start THE INPUT
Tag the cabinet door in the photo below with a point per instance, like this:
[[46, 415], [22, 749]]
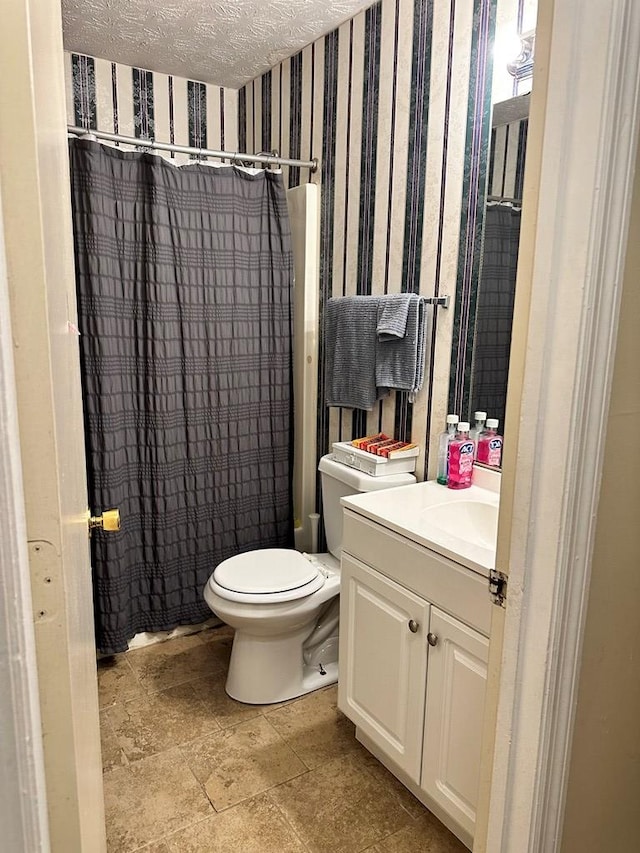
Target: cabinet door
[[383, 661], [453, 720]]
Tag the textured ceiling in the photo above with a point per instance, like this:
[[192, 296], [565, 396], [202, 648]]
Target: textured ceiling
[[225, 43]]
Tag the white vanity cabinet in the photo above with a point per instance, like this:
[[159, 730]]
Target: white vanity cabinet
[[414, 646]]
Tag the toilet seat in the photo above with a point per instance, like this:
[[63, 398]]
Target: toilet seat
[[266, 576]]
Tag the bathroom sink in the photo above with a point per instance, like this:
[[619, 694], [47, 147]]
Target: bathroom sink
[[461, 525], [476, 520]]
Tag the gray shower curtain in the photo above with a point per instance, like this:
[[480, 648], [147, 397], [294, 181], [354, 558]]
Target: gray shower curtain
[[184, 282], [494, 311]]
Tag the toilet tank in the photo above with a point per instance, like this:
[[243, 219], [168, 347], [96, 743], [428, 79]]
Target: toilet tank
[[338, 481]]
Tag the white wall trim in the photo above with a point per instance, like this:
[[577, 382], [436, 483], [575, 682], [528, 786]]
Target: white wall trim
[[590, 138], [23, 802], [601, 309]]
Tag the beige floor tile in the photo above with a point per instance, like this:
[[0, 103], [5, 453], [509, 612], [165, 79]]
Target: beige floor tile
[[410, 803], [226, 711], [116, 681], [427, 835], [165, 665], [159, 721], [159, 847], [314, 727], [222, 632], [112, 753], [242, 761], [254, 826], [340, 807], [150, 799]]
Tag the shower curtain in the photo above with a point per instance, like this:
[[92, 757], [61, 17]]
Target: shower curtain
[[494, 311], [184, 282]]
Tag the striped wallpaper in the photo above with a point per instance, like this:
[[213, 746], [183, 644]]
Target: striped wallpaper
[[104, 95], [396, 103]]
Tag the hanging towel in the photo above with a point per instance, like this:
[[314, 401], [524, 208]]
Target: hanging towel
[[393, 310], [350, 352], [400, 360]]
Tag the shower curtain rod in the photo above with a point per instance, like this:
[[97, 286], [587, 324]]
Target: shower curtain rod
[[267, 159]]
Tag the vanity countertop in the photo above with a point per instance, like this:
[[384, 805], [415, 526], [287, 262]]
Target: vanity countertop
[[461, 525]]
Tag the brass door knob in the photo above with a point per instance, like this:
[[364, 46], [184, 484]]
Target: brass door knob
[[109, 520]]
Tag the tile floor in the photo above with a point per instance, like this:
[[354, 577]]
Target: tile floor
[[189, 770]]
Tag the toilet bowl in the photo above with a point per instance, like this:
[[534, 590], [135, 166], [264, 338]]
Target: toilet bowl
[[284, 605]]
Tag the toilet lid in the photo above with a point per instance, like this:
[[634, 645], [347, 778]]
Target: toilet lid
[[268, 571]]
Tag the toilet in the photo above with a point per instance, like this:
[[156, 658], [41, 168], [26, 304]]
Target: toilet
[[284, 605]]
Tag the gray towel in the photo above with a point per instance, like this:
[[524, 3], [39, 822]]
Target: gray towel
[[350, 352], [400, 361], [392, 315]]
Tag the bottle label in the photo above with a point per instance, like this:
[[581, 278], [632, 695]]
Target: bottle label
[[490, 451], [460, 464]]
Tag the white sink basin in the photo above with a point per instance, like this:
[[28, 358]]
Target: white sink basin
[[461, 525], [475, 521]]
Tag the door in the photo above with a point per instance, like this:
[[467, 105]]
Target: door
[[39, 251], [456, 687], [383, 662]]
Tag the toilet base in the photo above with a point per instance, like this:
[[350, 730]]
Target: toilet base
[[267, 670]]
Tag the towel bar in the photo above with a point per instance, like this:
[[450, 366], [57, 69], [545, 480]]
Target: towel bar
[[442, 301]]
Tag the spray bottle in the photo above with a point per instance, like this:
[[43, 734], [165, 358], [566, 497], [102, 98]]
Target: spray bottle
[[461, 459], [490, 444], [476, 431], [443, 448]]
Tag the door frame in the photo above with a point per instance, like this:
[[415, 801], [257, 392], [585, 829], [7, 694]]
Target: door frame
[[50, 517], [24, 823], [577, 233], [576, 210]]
end THE INPUT
**REQUEST**. Lay out the records as a numbered list, from the start of the records through the line containing "[[104, 95], [396, 103]]", leaving out blank lines. Omit the pictures.

**ANSWER TO THIS TASK**.
1. Tag the cabinet door in the photo below with a point per instance, like this:
2. [[46, 415], [22, 749]]
3. Target: cabinet door
4. [[383, 661], [453, 720]]
5. Tag the textured ceiling in the photo above with a point per instance, like this:
6. [[192, 296], [565, 396], [202, 648]]
7. Target: textured ceiling
8. [[225, 43]]
9. Tag the white vanity cabinet in the photo above with a point per instance, like this:
10. [[159, 730]]
11. Target: white vanity cabinet
12. [[414, 646]]
13. Tag the toilet seat in the photo above with a point per instance, like this:
14. [[63, 398]]
15. Target: toilet seat
16. [[266, 576]]
17. Tag the bathroom sink in the photo above with a point per instance, like this:
18. [[619, 694], [47, 147]]
19. Target: bathroom sink
20. [[461, 525], [476, 520]]
21. Tag the gray shower curtain in the photo above with a point per instance, like this:
22. [[480, 648], [147, 397], [294, 181], [354, 558]]
23. Target: gray shower curtain
24. [[184, 282], [494, 311]]
25. Tag the toilet tank in the photo above with a point per instance, like this:
26. [[243, 219], [168, 347], [96, 743], [428, 79]]
27. Target: toilet tank
28. [[338, 481]]
29. Tag the white wall trim in the photo above with a point per instance, like this:
30. [[577, 382], [436, 483], [575, 682], [528, 786]]
31. Target: white wall trim
32. [[590, 138], [23, 802], [601, 309]]
33. Tag the beige floor tile in the photo above with a point per instance, like this:
34. [[0, 103], [5, 453], [509, 612], [165, 79]]
35. Target: beige floor tile
36. [[410, 803], [226, 711], [116, 681], [427, 835], [165, 665], [159, 721], [159, 847], [314, 727], [222, 632], [112, 753], [242, 761], [254, 826], [340, 807], [150, 799]]
37. Tag the shower curtain in the photo above with a point per instance, like this:
38. [[92, 757], [61, 17]]
39. Target: shower curtain
40. [[494, 311], [184, 282]]
41. Tag the striped wallpaper in the photo above with a point per instance, like this:
42. [[213, 746], [183, 644]]
43. Target: striped wallpaper
44. [[104, 95], [396, 103]]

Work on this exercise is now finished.